PAGE EXTRACT:

Dr Monika Bokori-Brown
+44(0)1392 72 5177
Geoffrey Pope Building, University of Exeter , Stocker Road, Exeter, EX4 4QD, UK
Broad research specialisms:
- Molecular cell biology
- Bacterial protein toxins
- Membrane biophysics
- Microbial pathogenesis
2001-2005 PhD Molecular-Cell Biology, University of Cambridge, UK
1997-1998 MSc Molecular Biology, University of Portsmouth, UK
1991-1997 BSc/BA Biology/English, University of Pécs, Hungary
2013-date: Research Fellow, Physics and Astronomy, CEMPS, University of Exeter, UK
2007-2013: Research Fellow, Biosciences, CLES, University of Exeter, UK
2006-2007: Postdoctoral Molecular Biologist, Population Genetics Technologies Ltd., Cambridge, UK
2005-2005: Postdoctoral Research Scientist, MRC Mitochondrial Biology Unit, Cambridge, UK
2000-2001: Scientist-Molecular Biology, Centre for Applied Microbiology and Research, Porton Down, UK
1999-2000: Scientist, Lab Staff; Client Company: Centre for Applied Microbiology and Research, Porton Down, UK
Research group links
I am a molecular cell biologist by training but over the past four years my research has developed at the interface between physics and biology. This has enabled me to develop a unique set of skills required for a multi-disciplinary research career and coincided with first author publications in high impact journals, such as Nature Communications and the Journal of Biological Chemistry. Therefore, I have proven ability to carry out outstanding quality research in an inter-disciplinary setting.
My main research interest is to understand the molecular, cellular and biophysical aspects of protein-membrane interactions with a focus on membrane-active pore forming toxins (PFTs) produced by bacterial pathogens. My future research aims to address fundamental questions about the biophysical mechanism by which the host tissue is invaded by bacterial pathogens, an area of research that could have significant longer term implications for the prevention and treatment of bacterial infections.
I graduated in Biology and English from the University of Pécs, Hungary in 1997 and continued my career development in the UK. In 1998 I received my MSc in Molecular Biology (distinction awarded) from the University of Portsmouth. In 1999 I was recruited to the Centre for Applied Microbiology and Research (CAMR; now Public Health England), Porton Down, UK as a Scientist-Molecular Biology to be part of the molecular team of a commercial-oriented, multi-disciplinary project. This entailed the design and development of novel recombinant proteins derived from Clostridium botulinum neurotoxin for the treatment of chronic pain using innovative biochemical and molecular biology techniques, which today forms one of the technological platforms of the global pharmaceutical company, Ipsen. During my employment at CAMR I also participated in the construction of a transconjugant vector for use in Clostridium difficile to gain a greater understanding of its pathogenesis in order to identify novel vaccine candidates (Purdy, D., et al., Mol Microbiol 2002).

EXTRACTED INFORMATION:
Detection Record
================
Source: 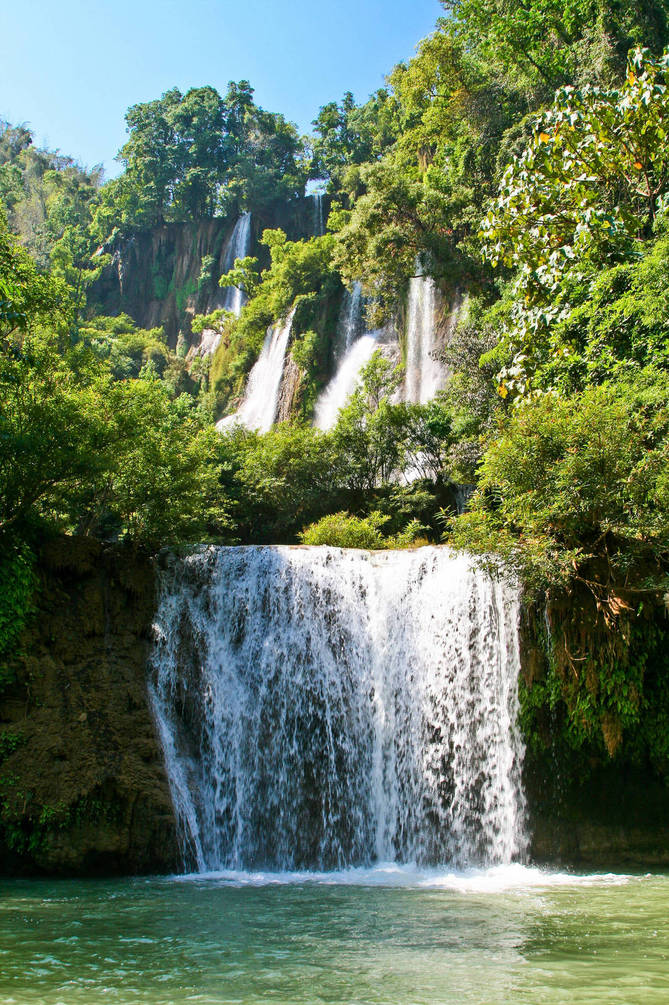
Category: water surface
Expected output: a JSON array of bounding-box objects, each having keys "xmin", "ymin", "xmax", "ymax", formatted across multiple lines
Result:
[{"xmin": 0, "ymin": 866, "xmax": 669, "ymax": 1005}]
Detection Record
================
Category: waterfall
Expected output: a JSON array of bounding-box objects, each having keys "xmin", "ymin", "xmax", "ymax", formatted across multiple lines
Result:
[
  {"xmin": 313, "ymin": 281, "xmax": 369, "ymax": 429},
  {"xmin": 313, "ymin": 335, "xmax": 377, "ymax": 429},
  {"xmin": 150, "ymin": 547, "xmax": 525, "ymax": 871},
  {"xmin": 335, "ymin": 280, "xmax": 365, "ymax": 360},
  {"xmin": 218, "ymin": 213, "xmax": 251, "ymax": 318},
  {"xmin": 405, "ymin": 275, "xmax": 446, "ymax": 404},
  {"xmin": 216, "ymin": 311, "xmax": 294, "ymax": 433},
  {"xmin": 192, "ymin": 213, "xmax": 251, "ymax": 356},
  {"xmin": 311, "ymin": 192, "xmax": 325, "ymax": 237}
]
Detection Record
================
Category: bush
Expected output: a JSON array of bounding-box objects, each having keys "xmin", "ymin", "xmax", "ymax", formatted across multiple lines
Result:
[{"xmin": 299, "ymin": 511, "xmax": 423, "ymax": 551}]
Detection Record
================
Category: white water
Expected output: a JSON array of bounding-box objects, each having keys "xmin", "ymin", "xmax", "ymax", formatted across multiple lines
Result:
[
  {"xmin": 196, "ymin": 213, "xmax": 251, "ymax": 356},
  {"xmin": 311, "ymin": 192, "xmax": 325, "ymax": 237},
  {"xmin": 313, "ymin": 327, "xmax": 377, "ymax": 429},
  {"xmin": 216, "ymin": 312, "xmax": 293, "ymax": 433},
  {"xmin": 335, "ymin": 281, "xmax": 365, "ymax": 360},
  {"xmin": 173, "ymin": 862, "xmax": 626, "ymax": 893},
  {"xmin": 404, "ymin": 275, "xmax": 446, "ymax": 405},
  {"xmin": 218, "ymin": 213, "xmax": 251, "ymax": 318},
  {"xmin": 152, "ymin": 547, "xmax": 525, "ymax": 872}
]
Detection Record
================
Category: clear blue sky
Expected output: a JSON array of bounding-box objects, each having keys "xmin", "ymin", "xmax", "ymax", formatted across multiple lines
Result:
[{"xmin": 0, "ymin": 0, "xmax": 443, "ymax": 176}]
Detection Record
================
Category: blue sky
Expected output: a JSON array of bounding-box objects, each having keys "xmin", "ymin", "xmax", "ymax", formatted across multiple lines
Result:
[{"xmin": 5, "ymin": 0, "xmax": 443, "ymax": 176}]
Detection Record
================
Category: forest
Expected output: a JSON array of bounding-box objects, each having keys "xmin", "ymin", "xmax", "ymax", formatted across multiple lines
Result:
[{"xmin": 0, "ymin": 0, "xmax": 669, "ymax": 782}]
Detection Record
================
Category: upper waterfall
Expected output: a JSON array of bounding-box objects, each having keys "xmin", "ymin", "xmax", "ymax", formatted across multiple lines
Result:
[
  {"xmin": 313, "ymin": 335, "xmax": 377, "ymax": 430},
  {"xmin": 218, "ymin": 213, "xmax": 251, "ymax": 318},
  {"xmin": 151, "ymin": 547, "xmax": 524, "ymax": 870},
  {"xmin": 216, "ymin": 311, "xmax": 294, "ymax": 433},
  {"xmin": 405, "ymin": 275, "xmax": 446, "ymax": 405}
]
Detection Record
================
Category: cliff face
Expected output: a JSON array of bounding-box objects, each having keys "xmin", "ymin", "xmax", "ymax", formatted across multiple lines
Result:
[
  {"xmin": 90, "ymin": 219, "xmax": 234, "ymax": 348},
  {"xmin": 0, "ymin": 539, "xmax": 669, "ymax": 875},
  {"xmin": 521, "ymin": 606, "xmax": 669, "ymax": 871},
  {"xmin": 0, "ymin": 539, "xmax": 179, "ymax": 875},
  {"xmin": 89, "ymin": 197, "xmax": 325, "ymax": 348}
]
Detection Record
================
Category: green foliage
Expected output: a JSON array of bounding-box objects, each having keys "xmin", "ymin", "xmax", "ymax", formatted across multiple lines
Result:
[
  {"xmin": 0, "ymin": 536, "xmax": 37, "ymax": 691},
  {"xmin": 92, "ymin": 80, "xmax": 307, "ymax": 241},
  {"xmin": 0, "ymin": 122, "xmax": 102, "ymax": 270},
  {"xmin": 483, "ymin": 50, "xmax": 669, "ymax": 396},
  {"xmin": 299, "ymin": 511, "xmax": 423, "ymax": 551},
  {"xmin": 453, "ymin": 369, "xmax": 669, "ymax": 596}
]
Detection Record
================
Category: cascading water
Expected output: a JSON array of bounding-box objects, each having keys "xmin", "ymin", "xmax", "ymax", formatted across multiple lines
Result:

ACTIONS TO TAKE:
1. Which high-impact journals does the profile name for Dr Bokori-Brown's first-author publications?
2. Please rewrite the profile from "My main research" up to and including "of bacterial infections.", swapping "host tissue" for "host cell".
3. Why was a transconjugant vector constructed for use in Clostridium difficile, according to the profile?

ANSWERS FOR THE EXERCISE:
1. Nature Communications and the Journal of Biological Chemistry.

2.
My main research interest is to understand the molecular, cellular and biophysical aspects of protein-membrane interactions with a focus on membrane-active pore forming toxins (PFTs) produced by bacterial pathogens. My future research aims to address fundamental questions about the biophysical mechanism by which the host cell is invaded by bacterial pathogens, an area of research that could have significant longer term implications for the prevention and treatment of bacterial infections.

3. It was built to gain a greater understanding of Clostridium difficile pathogenesis in order to identify novel vaccine candidates.